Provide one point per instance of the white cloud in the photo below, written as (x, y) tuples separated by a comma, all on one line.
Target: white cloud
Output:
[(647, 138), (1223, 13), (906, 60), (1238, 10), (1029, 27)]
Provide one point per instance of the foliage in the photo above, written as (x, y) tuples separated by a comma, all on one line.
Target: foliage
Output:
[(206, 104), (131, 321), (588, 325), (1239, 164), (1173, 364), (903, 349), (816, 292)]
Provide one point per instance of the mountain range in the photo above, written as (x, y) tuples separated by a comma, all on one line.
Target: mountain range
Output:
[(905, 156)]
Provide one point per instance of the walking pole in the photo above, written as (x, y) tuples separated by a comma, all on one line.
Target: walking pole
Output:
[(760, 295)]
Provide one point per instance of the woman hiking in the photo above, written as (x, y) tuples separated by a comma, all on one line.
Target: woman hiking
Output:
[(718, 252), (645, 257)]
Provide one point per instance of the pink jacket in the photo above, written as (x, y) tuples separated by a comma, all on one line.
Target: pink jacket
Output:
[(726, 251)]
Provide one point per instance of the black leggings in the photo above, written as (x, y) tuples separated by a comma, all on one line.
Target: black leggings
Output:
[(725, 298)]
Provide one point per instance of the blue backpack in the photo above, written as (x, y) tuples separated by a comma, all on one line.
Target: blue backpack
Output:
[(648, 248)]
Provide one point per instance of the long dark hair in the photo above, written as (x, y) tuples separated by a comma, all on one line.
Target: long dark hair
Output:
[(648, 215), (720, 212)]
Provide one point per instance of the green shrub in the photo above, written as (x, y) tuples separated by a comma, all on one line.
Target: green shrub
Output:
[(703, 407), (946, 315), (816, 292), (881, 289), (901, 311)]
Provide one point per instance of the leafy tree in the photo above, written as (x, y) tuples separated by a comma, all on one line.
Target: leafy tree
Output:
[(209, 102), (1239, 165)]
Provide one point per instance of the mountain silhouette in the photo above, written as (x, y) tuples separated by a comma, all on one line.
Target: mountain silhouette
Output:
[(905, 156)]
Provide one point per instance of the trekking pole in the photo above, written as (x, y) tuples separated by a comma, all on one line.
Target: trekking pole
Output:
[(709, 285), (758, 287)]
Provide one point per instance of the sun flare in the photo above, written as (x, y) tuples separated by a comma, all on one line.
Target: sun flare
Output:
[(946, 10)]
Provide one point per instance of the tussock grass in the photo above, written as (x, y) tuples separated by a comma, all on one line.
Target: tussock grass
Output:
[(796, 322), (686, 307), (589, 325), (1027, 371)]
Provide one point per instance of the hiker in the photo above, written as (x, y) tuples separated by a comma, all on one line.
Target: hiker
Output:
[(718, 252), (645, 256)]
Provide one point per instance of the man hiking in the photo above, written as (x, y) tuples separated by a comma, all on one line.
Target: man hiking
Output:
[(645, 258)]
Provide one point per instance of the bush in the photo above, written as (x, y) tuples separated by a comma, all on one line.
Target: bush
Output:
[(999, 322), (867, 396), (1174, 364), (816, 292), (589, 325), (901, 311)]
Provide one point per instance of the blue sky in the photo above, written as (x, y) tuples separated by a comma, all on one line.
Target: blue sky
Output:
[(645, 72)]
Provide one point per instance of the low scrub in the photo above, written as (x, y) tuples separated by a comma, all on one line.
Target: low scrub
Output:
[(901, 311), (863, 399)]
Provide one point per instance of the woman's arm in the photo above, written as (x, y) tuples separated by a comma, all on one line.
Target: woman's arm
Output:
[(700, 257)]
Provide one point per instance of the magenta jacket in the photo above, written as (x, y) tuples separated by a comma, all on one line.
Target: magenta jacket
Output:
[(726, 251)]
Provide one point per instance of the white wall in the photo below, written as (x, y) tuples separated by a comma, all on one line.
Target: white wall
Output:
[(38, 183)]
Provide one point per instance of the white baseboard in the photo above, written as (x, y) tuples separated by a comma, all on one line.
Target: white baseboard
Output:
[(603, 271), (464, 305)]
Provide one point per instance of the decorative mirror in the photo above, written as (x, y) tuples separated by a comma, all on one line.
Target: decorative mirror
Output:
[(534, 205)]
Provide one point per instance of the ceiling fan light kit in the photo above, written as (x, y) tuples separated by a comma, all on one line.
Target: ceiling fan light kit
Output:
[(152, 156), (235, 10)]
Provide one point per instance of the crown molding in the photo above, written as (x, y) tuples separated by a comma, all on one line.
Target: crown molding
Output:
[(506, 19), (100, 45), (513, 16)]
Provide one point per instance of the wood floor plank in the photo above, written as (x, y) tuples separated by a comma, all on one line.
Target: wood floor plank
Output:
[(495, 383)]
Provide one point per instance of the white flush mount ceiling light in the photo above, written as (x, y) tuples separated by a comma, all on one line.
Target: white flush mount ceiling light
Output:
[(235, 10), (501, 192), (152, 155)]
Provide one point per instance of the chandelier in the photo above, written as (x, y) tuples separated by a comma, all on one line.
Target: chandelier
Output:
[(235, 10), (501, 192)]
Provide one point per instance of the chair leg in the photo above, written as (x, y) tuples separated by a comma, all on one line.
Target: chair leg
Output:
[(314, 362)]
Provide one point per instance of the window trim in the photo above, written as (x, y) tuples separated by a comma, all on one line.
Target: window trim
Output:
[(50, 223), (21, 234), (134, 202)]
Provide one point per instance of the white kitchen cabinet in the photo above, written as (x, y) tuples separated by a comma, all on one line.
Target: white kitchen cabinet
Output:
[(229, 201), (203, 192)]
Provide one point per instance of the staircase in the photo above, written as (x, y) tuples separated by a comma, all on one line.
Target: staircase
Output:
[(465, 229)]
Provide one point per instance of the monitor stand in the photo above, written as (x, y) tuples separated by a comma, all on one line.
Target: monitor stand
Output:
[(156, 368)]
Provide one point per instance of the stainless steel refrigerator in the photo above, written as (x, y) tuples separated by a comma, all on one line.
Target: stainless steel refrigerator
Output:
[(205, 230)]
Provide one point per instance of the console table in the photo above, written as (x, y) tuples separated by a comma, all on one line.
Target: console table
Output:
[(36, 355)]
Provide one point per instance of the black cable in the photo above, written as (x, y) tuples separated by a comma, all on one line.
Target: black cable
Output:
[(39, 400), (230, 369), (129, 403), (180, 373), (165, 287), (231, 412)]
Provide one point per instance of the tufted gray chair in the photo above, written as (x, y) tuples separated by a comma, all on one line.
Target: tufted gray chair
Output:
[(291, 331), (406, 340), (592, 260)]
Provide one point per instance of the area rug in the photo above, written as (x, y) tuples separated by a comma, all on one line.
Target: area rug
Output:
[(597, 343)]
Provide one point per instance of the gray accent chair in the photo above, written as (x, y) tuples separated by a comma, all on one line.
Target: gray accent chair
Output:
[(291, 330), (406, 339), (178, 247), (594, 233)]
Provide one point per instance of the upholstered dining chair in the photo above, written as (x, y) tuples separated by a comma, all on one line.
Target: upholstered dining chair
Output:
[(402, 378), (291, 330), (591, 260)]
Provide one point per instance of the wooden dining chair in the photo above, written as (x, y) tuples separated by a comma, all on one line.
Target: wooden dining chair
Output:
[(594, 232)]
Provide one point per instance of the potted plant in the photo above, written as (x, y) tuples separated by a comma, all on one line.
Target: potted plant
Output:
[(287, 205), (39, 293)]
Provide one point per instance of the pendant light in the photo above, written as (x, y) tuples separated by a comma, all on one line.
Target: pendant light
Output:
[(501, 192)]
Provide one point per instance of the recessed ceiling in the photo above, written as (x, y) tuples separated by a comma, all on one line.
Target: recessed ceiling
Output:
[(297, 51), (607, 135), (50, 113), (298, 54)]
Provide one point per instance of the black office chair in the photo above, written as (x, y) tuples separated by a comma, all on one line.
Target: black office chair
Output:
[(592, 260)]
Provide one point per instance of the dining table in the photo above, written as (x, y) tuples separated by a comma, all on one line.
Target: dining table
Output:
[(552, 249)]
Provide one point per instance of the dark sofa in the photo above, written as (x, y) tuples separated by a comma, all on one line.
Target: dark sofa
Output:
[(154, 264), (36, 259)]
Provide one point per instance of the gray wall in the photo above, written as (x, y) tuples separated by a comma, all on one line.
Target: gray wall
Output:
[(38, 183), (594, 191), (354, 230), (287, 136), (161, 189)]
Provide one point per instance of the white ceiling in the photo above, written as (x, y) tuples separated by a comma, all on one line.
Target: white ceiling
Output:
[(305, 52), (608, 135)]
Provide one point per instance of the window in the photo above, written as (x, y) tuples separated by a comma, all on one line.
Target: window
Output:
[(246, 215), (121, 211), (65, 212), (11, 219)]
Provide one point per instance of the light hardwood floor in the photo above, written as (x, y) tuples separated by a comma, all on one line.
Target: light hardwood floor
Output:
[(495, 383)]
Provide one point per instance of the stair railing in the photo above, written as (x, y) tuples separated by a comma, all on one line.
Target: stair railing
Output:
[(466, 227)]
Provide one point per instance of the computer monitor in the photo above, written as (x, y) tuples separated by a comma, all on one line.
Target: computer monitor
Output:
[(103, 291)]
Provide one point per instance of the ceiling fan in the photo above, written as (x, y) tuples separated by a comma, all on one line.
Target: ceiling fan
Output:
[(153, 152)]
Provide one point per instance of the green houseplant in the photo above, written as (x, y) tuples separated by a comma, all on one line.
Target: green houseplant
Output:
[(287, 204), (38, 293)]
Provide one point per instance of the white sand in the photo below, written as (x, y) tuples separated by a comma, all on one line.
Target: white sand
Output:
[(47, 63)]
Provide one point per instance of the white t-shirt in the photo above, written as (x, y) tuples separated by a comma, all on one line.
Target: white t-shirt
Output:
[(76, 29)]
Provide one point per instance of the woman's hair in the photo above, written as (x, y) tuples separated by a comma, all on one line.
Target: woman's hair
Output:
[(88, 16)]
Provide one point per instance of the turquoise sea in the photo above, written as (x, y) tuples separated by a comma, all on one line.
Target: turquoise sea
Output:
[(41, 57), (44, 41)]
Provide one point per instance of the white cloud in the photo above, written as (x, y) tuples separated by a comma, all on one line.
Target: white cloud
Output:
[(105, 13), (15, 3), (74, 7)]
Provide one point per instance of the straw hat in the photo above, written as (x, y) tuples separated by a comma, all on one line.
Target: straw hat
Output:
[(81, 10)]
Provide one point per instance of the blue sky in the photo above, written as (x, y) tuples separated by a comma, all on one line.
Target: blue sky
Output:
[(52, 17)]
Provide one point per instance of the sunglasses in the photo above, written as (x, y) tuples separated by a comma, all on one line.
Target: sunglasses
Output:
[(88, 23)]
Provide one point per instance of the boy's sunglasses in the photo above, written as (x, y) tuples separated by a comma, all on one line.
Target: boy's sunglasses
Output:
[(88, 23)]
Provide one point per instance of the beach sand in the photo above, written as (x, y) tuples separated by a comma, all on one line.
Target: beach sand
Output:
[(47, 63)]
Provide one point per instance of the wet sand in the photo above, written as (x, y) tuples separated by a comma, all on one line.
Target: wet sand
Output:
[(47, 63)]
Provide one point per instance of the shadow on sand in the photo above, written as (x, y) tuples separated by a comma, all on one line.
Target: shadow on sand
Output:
########
▶ _Job_
Copy the records from the start through the line that contains "[(760, 295)]", swapping "walking pole" for "trekking pole" and keeping everything else unchanged.

▶ _Solution_
Provide one point per instance of the white cloud in the photo below, written as (x, y) tuples separated by a comma, all on one line.
Target: white cloud
Output:
[(647, 138), (1223, 13), (906, 60), (1238, 10), (1029, 27)]
Provide one point per instance of the foliage in the photo above, written as (x, y) tuples separated by a comma, all on one line.
Target: foliage
Output:
[(206, 104), (131, 321), (588, 325), (1239, 164), (1173, 364), (903, 349), (816, 292)]
Provide one point per instance of the mountain range in the photo above, written as (x, y) tuples separated by a comma, all on one line.
Target: mountain range
Output:
[(905, 156)]
Provide one point per instance of the trekking pole in the photo above, written as (x, y) tuples separated by a comma, all on one line.
Target: trekking pole
Output:
[(760, 295)]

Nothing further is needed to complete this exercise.